We've performed a full set of release benchmarks for node 8.7.2. From a performance perspective, it has been greenlit for mainnet release. Starting with this version, our team will publish observations alongside the original comparative analysis of benchmarks, providing insight into key metrics and resource usage. Hence, for the post on version 8.7.2, see here.

Additionally, we're running P2P versus no-P2P benchmarks on the same version. We intend to establish future baseline runs using P2P topology as the default setting. All our cluster nodes being block producers, it is crucial to establish the P2P stack does not exhibit any regression regarding block forging. Furthermore, the evidence gathered from those benchmarks forms the base for a recommended setting for P2P on mainnet block producers.

It deserves special mention that those P2P benchmarks are our first production runs with the Nomad cluster - and using the new tracing system exclusively. Having finalized all optimization rounds of the latter, and having meticulously eliminated all confounding factors from the Nomad infrastructure, we're confident in the measurements being subject to extremely low variance - which we made sure of in many past validation runs on Nomad.

USING THE INFORMATION |
A) Print the part of the benchmark update from "It deserves special" to "runs on Nomad.".
B) According to the benchmark update, what topology does the team intend to use as the default setting for future baseline runs?
The listing plays no part in this work.

SUPPLIED INFORMATION |
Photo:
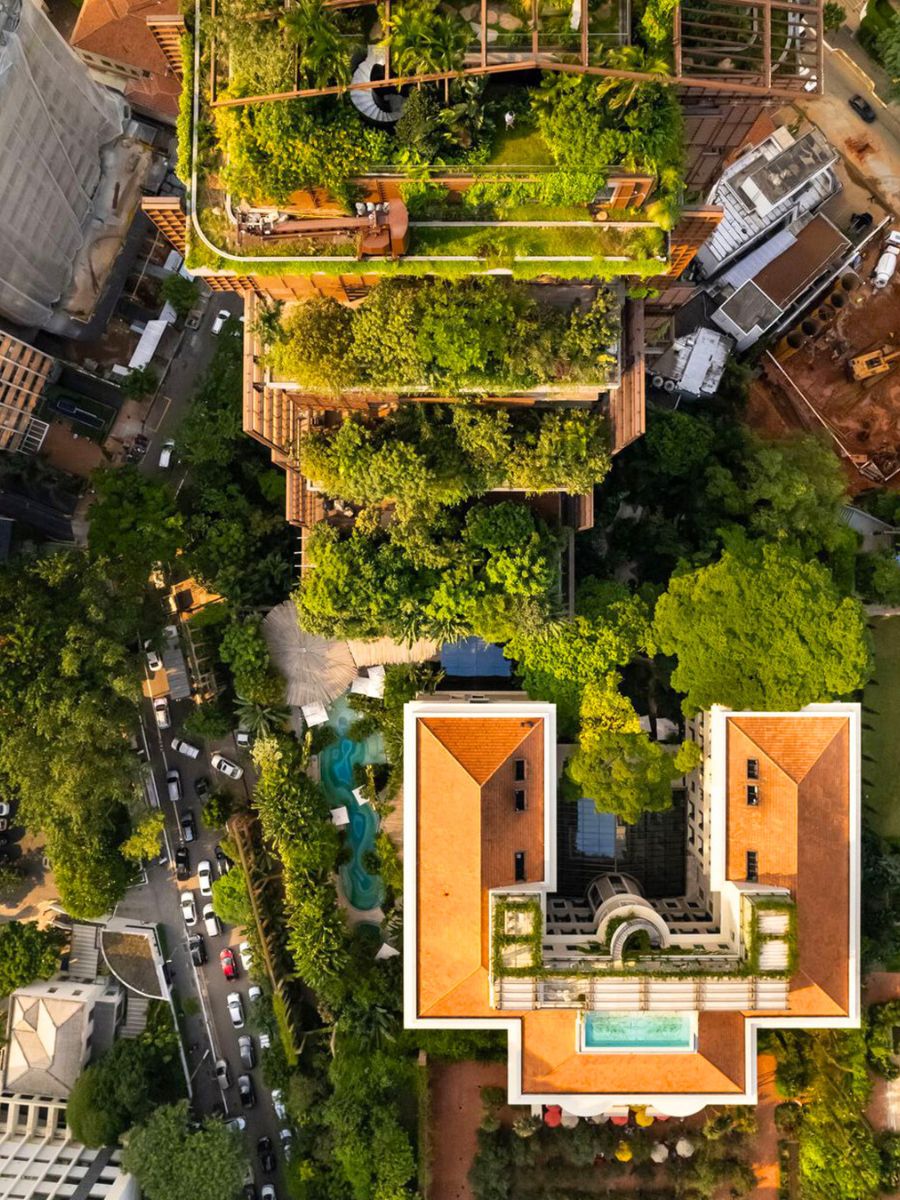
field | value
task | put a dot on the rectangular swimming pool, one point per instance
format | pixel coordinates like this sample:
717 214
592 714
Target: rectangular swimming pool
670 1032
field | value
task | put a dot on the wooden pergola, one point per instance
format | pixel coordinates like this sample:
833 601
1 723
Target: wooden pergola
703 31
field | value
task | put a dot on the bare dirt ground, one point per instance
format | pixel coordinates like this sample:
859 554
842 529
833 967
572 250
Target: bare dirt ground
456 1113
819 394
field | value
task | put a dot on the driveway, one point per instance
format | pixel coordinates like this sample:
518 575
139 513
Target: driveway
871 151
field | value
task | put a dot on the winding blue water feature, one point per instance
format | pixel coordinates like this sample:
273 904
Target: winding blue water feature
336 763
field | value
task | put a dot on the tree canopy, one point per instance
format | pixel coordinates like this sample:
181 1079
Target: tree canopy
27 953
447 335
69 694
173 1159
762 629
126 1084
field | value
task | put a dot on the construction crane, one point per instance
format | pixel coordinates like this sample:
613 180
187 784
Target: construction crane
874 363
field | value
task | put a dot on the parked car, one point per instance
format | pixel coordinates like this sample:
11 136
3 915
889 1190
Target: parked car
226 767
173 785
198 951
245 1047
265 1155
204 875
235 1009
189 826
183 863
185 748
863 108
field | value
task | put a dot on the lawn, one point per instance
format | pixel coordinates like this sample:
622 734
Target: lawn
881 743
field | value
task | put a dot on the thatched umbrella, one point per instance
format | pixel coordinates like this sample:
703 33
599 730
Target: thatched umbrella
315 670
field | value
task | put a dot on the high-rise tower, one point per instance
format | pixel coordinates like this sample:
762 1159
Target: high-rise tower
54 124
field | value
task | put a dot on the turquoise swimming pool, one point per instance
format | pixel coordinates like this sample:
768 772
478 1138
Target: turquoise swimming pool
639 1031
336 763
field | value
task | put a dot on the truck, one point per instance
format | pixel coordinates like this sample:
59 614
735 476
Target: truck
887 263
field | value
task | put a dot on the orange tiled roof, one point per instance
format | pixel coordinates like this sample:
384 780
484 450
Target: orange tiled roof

SOLUTIONS BELOW |
A)
It deserves special mention that those P2P benchmarks are our first production runs with the Nomad cluster - and using the new tracing system exclusively. Having finalized all optimization rounds of the latter, and having meticulously eliminated all confounding factors from the Nomad infrastructure, we're confident in the measurements being subject to extremely low variance - which we made sure of in many past validation runs on Nomad.

B) P2P topology.